→ **Source passage**:
++++++++++
In June 2016 Pedro decided he would leave his employment and launch his own café

so he started looking for suitable premises. He looked at a small local shopping centre that had a large supermarket and a number of smaller shops that were vacant. He had several conversations with Helen, the landlord for all of the shops in the centre. He said that he wanted to open a café but was worried that there wouldn't be many people visiting the shopping centre because most of the shops were empty. Helen said that the supermarket attracted a lot of customers and that she had signed leases for 2 of the 4 vacant shops with those leases to commence in September. She said, "A butcher is going into one shop and the other will be a bakery." 


"That's great" Pedro replied. "I wouldn't want there to be another café."

Helen said, "We always make sure there is a mix of businesses since it is a small centre."


The lease was to be for a term of 3 years. Pedro made inquiries about whether he could have a right of renewal for a further term of 3 years.


"Don't worry" said Helen. "I'll make sure you are looked after. I like to have long term tenants."


Pedro agreed to lease the shop from 1 July 2016 for a term of 3 years at a monthly rental of $2,000 payable in advance on the first day of the month. Helen and Pedro signed a written lease agreement. The written lease did not include a right of renewal neither did it say anything about the other shops in the centre.
++++++++++
→ **Task prompt**:
From the lease scenario, extract the passage that begins at the words "Pedro agreed to" and stops after the words "other shops in the centre.". Rely solely on the lease scenario above.
++++++++++
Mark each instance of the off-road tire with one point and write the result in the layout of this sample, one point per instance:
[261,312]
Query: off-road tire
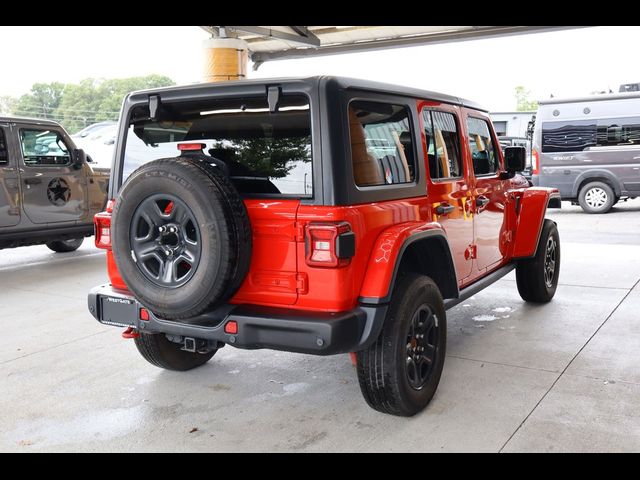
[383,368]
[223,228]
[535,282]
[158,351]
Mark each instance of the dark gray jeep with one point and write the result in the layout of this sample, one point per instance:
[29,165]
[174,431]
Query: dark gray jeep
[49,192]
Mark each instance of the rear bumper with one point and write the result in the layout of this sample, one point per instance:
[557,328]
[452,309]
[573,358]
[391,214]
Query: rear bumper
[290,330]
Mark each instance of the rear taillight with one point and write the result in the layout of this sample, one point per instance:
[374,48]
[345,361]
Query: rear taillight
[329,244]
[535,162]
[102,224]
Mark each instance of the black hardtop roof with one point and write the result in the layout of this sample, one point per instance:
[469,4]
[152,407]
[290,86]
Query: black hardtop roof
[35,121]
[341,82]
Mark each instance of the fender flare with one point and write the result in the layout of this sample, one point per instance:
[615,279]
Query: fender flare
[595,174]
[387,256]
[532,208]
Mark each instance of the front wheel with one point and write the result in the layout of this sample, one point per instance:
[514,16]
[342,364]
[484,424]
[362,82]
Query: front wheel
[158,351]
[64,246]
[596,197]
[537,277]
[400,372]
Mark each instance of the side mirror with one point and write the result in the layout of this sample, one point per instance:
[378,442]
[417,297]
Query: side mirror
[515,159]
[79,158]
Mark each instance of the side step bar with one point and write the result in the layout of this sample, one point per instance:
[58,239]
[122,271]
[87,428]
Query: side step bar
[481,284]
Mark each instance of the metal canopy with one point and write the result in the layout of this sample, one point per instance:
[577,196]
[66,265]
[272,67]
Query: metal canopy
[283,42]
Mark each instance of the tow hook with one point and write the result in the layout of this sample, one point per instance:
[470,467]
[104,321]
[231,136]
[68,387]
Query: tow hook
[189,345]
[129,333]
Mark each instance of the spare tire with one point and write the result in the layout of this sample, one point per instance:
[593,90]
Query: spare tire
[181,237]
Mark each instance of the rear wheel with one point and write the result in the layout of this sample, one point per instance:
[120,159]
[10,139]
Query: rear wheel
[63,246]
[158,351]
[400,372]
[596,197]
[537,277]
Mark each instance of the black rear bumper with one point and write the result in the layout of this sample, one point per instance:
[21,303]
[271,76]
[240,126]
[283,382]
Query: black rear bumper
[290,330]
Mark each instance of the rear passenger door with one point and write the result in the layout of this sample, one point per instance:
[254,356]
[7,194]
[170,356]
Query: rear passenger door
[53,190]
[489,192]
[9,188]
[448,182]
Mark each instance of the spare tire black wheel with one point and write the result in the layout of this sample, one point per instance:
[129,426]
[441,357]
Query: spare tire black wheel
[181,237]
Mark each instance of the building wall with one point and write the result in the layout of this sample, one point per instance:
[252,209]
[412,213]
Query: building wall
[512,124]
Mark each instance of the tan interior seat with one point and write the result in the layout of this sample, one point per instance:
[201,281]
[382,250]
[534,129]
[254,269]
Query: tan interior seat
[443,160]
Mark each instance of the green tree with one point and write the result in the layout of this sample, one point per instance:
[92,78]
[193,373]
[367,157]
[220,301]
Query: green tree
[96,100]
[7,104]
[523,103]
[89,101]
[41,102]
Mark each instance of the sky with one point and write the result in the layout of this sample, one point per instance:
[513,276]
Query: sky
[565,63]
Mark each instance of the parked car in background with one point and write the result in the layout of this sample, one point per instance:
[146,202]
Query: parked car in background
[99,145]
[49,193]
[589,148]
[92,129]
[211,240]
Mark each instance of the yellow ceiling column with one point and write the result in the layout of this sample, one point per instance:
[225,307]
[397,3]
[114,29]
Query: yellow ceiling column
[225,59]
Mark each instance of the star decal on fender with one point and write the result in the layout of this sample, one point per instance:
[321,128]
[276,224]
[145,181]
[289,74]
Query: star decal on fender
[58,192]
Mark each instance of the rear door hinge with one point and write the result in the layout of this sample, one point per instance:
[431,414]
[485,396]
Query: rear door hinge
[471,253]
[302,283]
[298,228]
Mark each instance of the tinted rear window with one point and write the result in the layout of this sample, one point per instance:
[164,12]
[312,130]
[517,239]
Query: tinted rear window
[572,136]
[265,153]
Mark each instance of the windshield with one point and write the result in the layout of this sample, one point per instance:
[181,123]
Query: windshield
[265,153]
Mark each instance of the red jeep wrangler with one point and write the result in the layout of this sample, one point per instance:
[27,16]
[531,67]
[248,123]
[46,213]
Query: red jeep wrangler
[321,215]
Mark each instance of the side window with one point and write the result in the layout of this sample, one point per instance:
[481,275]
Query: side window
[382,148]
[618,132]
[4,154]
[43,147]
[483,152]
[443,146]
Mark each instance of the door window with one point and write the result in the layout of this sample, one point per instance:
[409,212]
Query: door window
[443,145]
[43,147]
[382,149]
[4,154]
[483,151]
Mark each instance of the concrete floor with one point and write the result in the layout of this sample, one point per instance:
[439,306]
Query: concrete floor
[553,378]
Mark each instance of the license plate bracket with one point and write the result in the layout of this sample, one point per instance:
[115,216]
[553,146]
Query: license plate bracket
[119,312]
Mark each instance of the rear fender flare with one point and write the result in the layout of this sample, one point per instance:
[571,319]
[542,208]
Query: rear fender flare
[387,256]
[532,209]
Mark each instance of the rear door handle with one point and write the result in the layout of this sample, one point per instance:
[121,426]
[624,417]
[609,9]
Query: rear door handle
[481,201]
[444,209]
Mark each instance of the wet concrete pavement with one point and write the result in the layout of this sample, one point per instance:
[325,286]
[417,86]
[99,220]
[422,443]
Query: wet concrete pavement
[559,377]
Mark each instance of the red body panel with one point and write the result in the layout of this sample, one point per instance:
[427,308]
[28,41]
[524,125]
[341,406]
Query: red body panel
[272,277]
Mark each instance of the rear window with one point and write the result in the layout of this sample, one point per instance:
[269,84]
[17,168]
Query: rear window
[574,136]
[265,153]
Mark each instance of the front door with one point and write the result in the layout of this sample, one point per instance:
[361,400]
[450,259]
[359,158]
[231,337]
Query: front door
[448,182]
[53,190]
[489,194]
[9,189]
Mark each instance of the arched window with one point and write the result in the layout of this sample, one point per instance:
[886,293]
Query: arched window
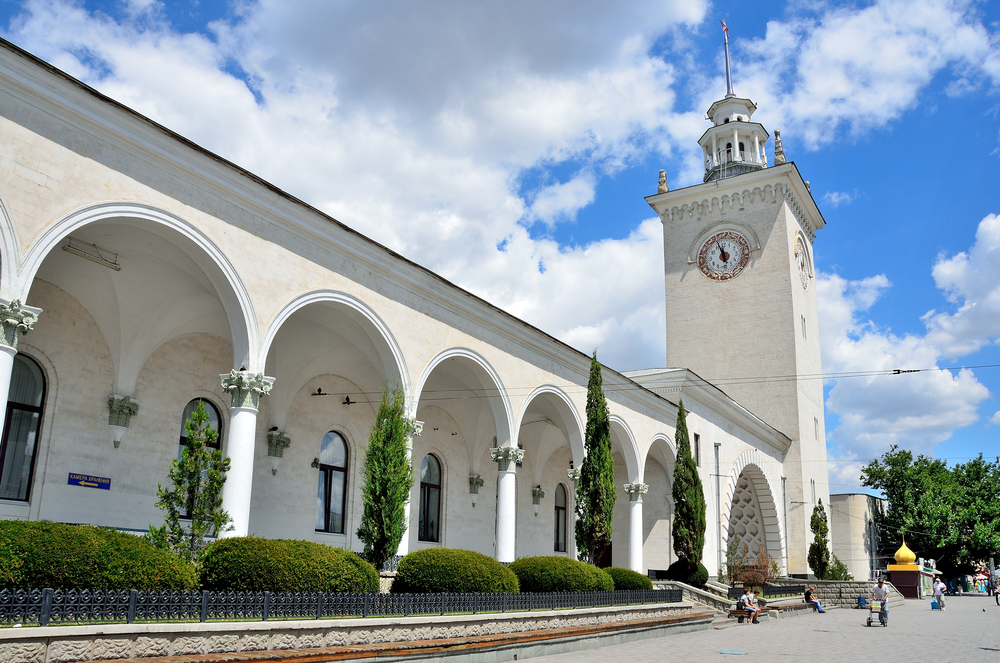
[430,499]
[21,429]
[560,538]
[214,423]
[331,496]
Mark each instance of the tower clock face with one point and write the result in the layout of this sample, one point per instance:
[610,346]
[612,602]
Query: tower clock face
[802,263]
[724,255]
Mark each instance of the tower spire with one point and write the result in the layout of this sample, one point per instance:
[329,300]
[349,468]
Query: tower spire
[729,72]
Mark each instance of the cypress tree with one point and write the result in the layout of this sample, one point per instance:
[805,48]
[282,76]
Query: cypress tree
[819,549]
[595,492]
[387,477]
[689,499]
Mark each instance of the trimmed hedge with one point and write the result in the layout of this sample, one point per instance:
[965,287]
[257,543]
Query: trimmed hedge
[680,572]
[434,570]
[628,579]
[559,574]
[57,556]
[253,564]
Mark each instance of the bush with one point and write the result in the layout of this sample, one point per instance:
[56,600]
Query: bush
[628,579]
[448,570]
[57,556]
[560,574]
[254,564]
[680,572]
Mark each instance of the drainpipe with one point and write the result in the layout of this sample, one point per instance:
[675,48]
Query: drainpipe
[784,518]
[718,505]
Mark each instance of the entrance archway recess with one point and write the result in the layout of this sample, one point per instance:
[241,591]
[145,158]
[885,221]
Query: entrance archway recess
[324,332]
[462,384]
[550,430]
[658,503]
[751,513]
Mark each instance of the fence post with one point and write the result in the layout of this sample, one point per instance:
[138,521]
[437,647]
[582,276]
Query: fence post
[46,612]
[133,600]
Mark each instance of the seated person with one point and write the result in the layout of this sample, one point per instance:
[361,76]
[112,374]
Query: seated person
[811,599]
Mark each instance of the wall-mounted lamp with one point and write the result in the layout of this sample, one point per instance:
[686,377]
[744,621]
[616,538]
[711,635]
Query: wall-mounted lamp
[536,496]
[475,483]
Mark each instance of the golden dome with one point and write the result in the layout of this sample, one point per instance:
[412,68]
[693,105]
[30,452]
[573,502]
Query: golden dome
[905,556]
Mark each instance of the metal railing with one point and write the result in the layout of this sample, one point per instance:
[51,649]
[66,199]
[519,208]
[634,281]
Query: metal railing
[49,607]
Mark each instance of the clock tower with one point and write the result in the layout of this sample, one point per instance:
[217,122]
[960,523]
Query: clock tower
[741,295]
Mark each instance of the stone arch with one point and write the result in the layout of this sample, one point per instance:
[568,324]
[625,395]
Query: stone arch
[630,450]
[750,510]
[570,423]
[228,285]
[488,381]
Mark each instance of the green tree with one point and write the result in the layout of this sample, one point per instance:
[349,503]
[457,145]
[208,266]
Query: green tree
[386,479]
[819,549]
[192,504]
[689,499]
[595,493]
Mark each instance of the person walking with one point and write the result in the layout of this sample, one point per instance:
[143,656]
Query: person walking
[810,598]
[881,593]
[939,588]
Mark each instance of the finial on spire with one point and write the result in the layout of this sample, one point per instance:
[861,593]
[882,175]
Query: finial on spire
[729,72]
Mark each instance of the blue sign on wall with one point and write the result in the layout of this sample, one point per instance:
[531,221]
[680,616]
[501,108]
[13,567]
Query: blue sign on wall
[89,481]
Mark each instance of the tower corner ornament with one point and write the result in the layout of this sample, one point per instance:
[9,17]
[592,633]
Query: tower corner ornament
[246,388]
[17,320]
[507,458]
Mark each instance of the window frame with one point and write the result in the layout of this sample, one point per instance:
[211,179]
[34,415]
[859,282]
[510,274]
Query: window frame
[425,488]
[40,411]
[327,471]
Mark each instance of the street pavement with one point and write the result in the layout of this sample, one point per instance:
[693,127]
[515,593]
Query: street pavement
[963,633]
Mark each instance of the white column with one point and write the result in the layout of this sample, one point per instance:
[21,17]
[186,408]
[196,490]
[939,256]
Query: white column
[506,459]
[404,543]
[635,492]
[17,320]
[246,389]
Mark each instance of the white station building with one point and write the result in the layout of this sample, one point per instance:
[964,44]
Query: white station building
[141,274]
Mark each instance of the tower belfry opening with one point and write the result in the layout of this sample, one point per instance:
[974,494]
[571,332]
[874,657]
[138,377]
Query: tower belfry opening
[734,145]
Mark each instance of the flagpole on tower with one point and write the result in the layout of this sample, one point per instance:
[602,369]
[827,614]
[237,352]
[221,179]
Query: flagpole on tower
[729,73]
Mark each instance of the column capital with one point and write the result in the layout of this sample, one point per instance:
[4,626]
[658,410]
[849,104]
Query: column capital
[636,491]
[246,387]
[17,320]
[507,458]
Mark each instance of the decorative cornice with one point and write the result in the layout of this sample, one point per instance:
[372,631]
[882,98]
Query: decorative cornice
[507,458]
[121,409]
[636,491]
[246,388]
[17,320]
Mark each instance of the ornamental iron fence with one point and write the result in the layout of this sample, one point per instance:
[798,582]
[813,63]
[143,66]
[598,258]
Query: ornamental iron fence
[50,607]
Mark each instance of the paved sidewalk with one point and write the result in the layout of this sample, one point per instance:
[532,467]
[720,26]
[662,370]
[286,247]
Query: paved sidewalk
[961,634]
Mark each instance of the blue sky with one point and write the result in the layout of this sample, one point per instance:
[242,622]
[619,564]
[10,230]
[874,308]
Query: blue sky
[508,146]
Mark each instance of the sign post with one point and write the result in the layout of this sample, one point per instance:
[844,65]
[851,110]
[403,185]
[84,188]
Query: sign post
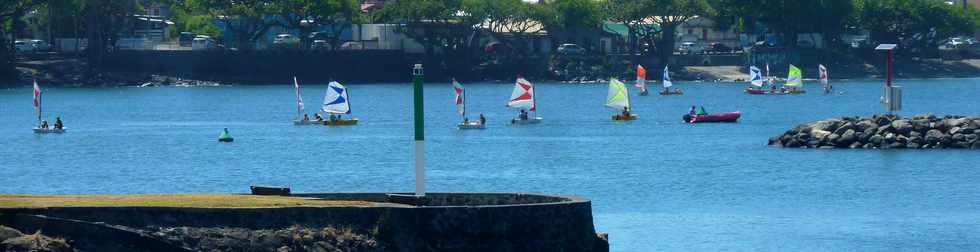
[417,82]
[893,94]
++++++++++
→ **Result of this task**:
Pedro agreed to lease the shop from 1 July 2016 for a term of 3 years at a monthly rental of $2,000 payable in advance on the first day of the month. Helen and Pedro signed a written lease agreement. The written lease did not include a right of renewal neither did it say anything about the other shops in the centre.